** START OF DATA RECORDS **

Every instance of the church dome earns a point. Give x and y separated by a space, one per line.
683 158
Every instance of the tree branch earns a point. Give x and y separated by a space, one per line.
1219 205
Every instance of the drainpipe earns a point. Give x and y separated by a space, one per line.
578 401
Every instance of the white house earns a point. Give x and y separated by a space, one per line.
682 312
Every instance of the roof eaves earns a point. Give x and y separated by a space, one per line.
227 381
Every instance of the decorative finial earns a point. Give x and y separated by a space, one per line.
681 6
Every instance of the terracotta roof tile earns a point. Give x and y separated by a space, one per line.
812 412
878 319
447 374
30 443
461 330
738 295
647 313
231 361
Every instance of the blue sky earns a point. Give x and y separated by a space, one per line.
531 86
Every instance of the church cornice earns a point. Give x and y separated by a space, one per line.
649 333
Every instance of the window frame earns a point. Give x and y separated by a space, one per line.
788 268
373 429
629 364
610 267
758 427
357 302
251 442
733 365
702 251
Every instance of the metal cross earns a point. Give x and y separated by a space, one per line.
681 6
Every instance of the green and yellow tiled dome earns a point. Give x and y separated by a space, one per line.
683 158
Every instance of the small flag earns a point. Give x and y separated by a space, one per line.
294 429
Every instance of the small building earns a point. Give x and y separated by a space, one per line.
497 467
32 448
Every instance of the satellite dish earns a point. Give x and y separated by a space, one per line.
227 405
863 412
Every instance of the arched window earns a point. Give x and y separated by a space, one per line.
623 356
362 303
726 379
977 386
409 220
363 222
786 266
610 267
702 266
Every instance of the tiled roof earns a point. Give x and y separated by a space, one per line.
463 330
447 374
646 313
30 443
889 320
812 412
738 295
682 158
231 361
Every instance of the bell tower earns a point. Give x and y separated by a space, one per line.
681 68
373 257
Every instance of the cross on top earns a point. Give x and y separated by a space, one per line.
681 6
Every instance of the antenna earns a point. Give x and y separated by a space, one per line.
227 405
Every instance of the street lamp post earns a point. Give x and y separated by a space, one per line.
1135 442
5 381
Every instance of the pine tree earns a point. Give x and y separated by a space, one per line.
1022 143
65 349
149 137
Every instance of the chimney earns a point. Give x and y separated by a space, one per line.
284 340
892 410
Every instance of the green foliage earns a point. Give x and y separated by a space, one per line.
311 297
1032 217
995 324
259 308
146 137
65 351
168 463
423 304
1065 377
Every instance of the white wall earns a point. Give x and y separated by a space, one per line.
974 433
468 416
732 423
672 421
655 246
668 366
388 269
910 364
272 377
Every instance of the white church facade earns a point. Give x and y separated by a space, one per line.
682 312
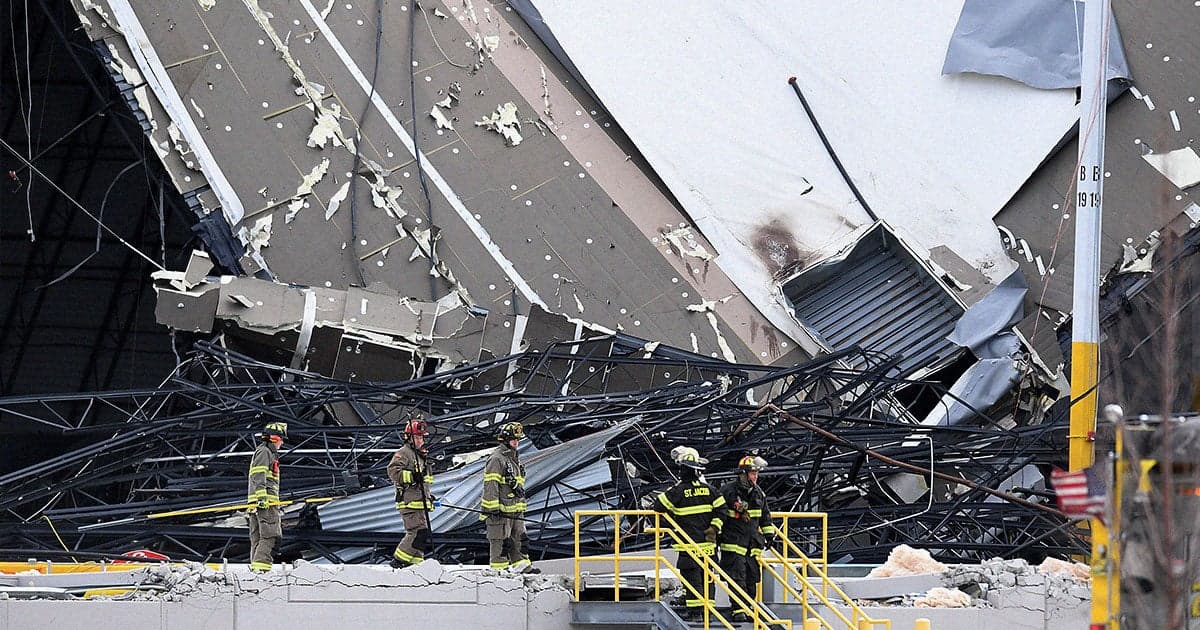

** END OF DATA RECORDS **

▶ PROBLEM STATEMENT
Copy the entries word for word, starting with the line containing "Every instance of the white church" and going on through the end of the entries. Leave the pictures out of your answer.

▶ RESPONSE TO THIS EXERCISE
Every instance of the white church facade earns a point. Give x and y separated by a space, one per line.
682 312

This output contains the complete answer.